### Selected extract
»»
And in the end, as both Hamel and Shreya said, it might feel like taking a leap of faith to trust in the process, since it ultimately is quite an open-ended process. Sort of like the well-worn metaphor of driving at night through fog, where you can’t see more than ten metres in front of you, but still you are able to make forward progress.

There was also a question about how to generate synthetic inputs when the LLM-driven process to turn the inputs into outputs also involved some human intervention (perhaps human-in-the-loop responses etc). Two suggestions for this: possibly you could have a synthetic persona who could play the role that a human might have played in those cases, but alternative you could just find five real humans and ask them to run through the scenarios or workflows a dozen times each in order to get you enough data generated that you get past the cold-start problem.

Reflections & what I’ll be working on

I was so struck during today’s session how much overlap there is in this work of evaluation with the work of a professional historian. The things I did when I wrote books, or my PhD, or just research reports, is really similar to this process. It actually made me a bit sad that there are aren’t more ways for people with a humanities background to be involved in the work of LLM application development. Not only are people with humanities backgrounds often trained to be good writers — important in the domain of prompting as we learned on Tuesday — but they have spent their whole career trying to find ways to get their heads around unwieldy unstructured data.
««
### Exercise goal
In the notes on LLM evaluation, how many real humans does the alternative suggestion propose finding, and how many times should each run through the scenarios? You won't need the entries that follow.

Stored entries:
»»
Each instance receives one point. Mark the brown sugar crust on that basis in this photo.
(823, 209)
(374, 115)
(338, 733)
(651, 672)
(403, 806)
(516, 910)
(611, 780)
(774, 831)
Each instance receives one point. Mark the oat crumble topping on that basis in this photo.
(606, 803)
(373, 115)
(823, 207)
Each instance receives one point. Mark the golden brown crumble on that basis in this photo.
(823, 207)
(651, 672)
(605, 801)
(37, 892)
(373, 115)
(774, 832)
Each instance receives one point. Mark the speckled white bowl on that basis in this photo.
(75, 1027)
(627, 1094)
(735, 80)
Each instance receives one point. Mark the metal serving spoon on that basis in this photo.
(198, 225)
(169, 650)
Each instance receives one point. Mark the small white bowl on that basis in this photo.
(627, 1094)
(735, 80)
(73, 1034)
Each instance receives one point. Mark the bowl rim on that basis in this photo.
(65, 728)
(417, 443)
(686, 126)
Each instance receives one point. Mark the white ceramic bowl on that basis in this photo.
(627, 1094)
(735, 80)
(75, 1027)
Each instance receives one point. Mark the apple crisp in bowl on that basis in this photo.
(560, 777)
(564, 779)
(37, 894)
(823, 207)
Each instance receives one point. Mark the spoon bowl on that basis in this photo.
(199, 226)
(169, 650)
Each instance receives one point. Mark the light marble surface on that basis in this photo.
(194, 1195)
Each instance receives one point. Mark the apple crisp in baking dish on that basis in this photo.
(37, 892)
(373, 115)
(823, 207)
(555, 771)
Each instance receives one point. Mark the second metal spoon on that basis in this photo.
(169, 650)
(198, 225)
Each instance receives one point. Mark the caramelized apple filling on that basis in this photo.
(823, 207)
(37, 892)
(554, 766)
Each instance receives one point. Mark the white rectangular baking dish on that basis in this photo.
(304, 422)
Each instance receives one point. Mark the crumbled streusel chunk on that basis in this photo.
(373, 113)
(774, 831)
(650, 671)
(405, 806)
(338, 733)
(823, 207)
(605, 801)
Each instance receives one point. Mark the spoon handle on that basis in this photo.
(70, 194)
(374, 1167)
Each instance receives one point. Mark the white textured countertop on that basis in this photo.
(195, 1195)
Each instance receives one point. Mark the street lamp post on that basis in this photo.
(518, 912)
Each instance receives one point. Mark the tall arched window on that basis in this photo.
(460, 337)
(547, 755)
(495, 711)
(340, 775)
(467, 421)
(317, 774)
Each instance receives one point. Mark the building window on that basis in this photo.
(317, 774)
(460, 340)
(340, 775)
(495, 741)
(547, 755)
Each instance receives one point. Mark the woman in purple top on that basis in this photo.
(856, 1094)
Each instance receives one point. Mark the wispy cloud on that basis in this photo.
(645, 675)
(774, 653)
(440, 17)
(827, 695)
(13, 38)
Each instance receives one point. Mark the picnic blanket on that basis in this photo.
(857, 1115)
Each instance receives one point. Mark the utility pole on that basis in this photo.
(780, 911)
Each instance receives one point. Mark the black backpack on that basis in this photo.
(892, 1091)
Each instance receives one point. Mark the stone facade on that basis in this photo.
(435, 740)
««
### Answer to the problem
Five real humans, each running through the scenarios or workflows a dozen times.